| PROBLEM REQUIREMENTS |
Reproduce word for word the lines of the material below, beginning with the line that contains "Point out every instance of the small" and continuing through the final line of the material.

Position identification records
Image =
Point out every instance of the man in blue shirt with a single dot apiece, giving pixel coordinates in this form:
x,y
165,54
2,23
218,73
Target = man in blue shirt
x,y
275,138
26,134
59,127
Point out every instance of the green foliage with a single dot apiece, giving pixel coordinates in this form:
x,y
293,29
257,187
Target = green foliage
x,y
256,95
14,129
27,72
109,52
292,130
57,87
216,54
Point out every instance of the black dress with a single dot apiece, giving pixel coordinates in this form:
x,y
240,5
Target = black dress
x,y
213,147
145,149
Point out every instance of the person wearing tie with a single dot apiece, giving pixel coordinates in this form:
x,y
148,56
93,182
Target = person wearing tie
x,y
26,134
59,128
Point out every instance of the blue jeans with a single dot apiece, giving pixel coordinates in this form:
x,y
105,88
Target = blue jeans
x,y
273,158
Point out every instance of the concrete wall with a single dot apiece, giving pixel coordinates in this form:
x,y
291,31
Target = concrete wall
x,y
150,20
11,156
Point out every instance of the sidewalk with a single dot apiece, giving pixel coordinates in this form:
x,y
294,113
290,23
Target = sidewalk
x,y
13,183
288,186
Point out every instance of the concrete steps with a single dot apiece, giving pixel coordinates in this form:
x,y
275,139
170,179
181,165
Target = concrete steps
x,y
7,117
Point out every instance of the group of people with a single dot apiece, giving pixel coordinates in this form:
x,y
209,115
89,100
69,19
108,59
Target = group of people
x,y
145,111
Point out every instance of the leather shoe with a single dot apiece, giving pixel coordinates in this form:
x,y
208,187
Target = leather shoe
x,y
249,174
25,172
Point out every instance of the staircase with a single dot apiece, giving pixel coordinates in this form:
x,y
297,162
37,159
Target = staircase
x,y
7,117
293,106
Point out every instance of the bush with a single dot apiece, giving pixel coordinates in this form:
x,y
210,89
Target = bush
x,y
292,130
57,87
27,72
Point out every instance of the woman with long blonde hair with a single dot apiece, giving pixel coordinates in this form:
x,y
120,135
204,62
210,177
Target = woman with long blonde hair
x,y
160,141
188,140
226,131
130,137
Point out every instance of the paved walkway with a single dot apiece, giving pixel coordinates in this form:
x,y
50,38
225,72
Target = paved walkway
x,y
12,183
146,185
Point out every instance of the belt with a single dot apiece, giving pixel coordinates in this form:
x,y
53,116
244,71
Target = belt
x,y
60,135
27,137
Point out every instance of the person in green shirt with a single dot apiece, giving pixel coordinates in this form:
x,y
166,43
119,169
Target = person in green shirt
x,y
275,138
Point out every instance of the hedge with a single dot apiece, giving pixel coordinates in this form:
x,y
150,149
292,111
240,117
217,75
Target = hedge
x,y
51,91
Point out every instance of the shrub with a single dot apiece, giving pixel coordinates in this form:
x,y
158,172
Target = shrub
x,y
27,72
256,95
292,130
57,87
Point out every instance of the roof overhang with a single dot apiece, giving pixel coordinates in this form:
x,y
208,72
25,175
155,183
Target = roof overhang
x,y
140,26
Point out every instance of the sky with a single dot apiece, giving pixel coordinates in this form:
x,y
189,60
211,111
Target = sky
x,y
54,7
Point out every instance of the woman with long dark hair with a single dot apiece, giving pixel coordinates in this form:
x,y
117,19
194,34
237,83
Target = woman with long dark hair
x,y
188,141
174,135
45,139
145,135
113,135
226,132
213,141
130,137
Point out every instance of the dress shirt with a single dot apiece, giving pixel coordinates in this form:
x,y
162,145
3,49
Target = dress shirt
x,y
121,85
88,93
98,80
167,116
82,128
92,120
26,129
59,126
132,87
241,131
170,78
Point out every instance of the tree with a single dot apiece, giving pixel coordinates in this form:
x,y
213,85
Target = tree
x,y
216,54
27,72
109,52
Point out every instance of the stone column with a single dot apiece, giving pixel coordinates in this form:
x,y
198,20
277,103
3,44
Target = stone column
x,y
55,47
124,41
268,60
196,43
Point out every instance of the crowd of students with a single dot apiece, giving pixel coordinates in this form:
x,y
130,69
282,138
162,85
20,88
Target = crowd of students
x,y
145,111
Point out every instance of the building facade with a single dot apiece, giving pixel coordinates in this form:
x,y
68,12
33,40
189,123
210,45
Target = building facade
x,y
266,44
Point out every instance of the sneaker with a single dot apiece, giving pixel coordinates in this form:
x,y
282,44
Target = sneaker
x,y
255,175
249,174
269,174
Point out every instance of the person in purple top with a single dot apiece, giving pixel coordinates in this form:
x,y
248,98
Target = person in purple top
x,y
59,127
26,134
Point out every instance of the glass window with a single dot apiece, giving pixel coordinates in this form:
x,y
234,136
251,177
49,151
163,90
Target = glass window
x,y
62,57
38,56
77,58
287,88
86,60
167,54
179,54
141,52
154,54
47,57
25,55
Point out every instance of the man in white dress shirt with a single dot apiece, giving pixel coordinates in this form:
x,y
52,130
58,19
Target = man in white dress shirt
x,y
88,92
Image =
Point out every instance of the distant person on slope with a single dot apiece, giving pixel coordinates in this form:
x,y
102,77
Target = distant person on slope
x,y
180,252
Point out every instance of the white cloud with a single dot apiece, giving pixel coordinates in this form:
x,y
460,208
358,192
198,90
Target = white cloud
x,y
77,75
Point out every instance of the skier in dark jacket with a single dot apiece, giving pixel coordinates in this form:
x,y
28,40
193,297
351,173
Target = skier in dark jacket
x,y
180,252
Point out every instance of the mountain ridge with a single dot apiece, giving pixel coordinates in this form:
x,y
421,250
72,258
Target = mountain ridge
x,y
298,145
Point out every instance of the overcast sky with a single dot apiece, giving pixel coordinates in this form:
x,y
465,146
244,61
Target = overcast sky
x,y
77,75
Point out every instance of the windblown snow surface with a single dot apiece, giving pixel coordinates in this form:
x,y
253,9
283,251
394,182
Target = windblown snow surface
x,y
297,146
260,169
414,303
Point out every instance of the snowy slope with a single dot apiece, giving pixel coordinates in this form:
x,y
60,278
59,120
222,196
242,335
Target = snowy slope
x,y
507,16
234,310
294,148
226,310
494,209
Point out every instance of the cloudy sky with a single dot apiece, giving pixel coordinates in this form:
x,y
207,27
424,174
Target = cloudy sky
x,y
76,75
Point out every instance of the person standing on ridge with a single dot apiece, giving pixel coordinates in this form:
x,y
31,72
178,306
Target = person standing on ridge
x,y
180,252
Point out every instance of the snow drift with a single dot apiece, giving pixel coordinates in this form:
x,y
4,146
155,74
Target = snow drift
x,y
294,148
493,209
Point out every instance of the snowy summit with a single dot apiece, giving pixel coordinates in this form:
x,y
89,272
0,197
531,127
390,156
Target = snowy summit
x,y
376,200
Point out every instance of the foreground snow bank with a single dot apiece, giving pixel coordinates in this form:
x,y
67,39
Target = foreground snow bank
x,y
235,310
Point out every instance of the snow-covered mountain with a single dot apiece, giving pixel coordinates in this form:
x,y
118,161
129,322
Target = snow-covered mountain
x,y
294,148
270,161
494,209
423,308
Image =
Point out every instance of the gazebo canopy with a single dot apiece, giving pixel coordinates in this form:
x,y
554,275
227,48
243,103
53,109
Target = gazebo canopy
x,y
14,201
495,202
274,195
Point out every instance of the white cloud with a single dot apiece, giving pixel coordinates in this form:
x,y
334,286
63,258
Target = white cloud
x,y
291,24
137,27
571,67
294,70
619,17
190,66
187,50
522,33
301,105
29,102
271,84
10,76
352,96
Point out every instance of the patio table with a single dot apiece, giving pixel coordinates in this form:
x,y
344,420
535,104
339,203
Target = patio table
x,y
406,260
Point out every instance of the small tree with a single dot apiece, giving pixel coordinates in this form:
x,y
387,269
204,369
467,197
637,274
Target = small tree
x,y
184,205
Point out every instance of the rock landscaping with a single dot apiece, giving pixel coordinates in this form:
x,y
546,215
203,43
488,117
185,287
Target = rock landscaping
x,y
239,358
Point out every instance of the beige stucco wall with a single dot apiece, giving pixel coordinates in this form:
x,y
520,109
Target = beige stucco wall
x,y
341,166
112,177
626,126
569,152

| WRITTEN ANSWER |
Point out every instance of the small tree with a single dot apiece, giving pixel coordinates in this form:
x,y
387,269
204,369
467,197
637,274
Target = small tree
x,y
184,205
Point out every instance of the rock landscaping with a single dot apiece, giving pixel coordinates in this form:
x,y
546,215
203,43
488,117
185,287
Target = rock landscaping
x,y
239,358
Point out every instance of the beige stucco wall with a single dot apiece, giving pixel coordinates in this form:
x,y
520,109
Target = beige stucco wall
x,y
341,166
112,177
626,126
569,152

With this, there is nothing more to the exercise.